Phrase grounding data:
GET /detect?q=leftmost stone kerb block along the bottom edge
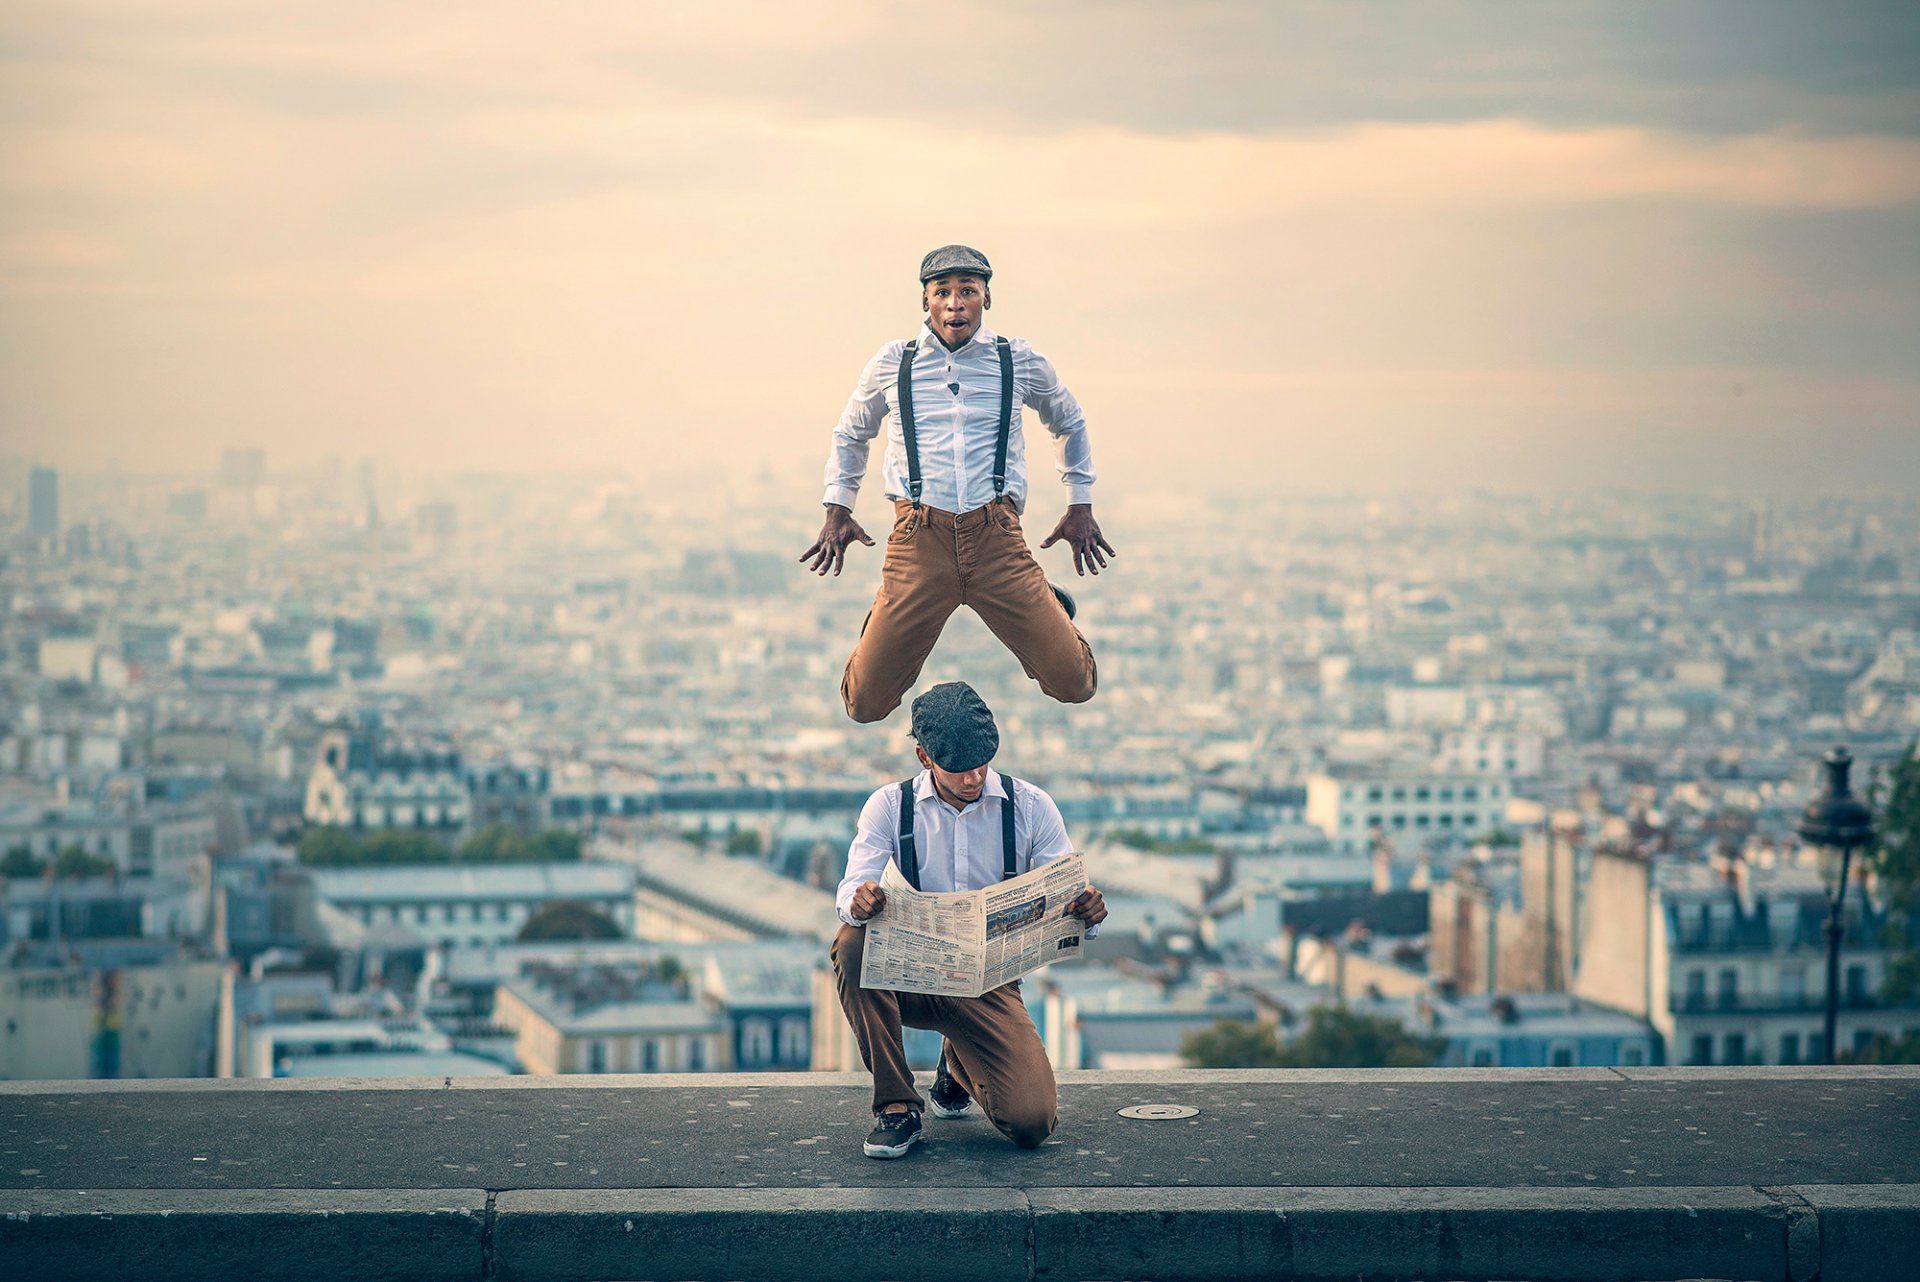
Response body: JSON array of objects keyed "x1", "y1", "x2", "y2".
[{"x1": 0, "y1": 1188, "x2": 486, "y2": 1282}]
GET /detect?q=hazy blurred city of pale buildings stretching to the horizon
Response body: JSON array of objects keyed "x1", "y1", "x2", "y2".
[{"x1": 0, "y1": 451, "x2": 1920, "y2": 1079}]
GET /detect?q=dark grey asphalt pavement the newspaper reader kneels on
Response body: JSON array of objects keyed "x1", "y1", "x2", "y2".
[{"x1": 0, "y1": 1069, "x2": 1920, "y2": 1190}]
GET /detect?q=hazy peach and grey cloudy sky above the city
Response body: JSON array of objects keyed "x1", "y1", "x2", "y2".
[{"x1": 0, "y1": 0, "x2": 1920, "y2": 493}]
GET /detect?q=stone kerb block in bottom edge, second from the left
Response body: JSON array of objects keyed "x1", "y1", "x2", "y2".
[{"x1": 493, "y1": 1188, "x2": 1029, "y2": 1282}]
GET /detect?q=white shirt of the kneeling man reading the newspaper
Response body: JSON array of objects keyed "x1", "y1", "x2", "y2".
[{"x1": 835, "y1": 770, "x2": 1092, "y2": 937}]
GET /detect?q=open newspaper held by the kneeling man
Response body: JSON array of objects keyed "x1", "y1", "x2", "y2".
[{"x1": 860, "y1": 850, "x2": 1087, "y2": 998}]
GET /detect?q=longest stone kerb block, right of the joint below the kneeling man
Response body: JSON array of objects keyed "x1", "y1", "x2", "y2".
[{"x1": 1031, "y1": 1188, "x2": 1788, "y2": 1282}]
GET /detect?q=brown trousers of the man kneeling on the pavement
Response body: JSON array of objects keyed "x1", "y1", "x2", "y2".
[{"x1": 831, "y1": 925, "x2": 1060, "y2": 1148}]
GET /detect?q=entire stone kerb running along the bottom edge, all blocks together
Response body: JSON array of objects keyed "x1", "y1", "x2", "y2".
[{"x1": 0, "y1": 1184, "x2": 1920, "y2": 1282}]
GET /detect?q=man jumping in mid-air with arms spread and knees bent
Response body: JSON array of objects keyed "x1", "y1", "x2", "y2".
[{"x1": 801, "y1": 246, "x2": 1114, "y2": 722}]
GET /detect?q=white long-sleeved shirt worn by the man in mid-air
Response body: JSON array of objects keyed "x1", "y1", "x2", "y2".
[{"x1": 822, "y1": 324, "x2": 1092, "y2": 512}]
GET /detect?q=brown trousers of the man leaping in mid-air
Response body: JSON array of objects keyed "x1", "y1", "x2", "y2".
[{"x1": 841, "y1": 499, "x2": 1096, "y2": 722}]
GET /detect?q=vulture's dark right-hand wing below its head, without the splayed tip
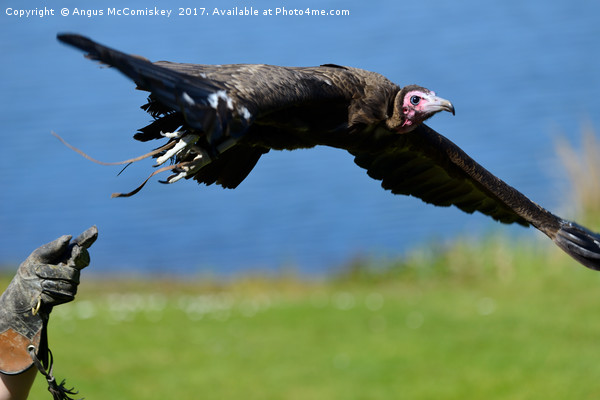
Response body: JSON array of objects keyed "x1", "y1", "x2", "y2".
[{"x1": 352, "y1": 124, "x2": 556, "y2": 227}]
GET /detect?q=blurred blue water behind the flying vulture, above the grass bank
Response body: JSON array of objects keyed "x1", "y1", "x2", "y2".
[{"x1": 0, "y1": 0, "x2": 600, "y2": 275}]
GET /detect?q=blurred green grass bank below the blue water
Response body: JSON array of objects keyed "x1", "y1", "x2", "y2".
[{"x1": 4, "y1": 237, "x2": 600, "y2": 400}]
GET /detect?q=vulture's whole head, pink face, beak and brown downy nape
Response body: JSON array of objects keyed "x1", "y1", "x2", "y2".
[{"x1": 388, "y1": 85, "x2": 454, "y2": 133}]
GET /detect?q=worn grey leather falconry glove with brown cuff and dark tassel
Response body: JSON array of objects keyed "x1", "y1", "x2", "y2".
[{"x1": 0, "y1": 226, "x2": 98, "y2": 399}]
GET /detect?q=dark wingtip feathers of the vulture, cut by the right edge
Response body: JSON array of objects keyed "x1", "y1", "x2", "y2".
[{"x1": 552, "y1": 220, "x2": 600, "y2": 271}]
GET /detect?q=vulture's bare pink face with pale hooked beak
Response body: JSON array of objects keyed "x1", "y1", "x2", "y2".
[{"x1": 398, "y1": 88, "x2": 454, "y2": 133}]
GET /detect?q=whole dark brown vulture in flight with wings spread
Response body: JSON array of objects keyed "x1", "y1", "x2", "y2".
[{"x1": 57, "y1": 34, "x2": 600, "y2": 270}]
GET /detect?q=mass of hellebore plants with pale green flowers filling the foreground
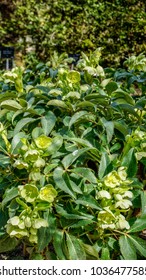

WHAT TO DO - Exactly the lines above from the one with "GET /detect?q=worn grey" to the one with "GET /detect?q=vulture's bare", both included, are to be quoted; leave the rest out.

WRITTEN ANSWER -
GET /detect?q=worn grey leather falconry glove with brown cuff and dark tassel
Response body: JSON array of objects keyed "x1", "y1", "x2", "y2".
[{"x1": 0, "y1": 226, "x2": 98, "y2": 399}]
GET /detect?q=dark wingtip feathers of the vulture, cut by the right edge
Response body: JSON array of objects keyed "x1", "y1", "x2", "y2".
[{"x1": 552, "y1": 220, "x2": 600, "y2": 271}]
GET /detect?q=vulture's bare pink face with pale hooked beak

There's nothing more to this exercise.